==== RECORDS PROVIDED

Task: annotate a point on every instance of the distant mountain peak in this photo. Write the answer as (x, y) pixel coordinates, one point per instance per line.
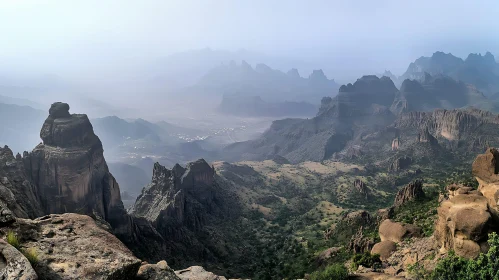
(293, 73)
(318, 75)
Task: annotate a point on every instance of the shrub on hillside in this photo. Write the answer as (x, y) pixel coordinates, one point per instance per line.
(334, 271)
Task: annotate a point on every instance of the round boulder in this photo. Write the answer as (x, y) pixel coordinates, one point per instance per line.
(384, 249)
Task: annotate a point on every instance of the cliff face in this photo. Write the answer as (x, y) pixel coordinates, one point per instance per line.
(69, 170)
(17, 194)
(184, 204)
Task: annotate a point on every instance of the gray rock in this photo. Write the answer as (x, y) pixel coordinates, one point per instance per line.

========

Keep the pictures out of the copy and return the rest of the data above exactly.

• WRITTEN SOLUTION:
Task: annotate a point on every instance of the distant mountain peak in this photo. Write the answer as (x, y) pixel coordinates, one point per instance per line.
(293, 73)
(318, 75)
Task: annotate a point on every instance of the shrub on hillside in this photo. Write the answer as (x, y) pixel coordinates, one point per instance per line.
(334, 271)
Task: annotate a point on every instance of the round boulder in this photo. Write the answer as (x, y) pixel coordinates, one point per instance per line.
(384, 249)
Task: annotate a point on every instance of the cliff face in this photo. Write the answer as (x, y) pixel coordinates, one point per instance per line.
(69, 170)
(17, 194)
(184, 204)
Task: annotate a point on every instance of the gray rock in this photo. Write the answer as (x, y) pixel coordinates, one point per instance per line.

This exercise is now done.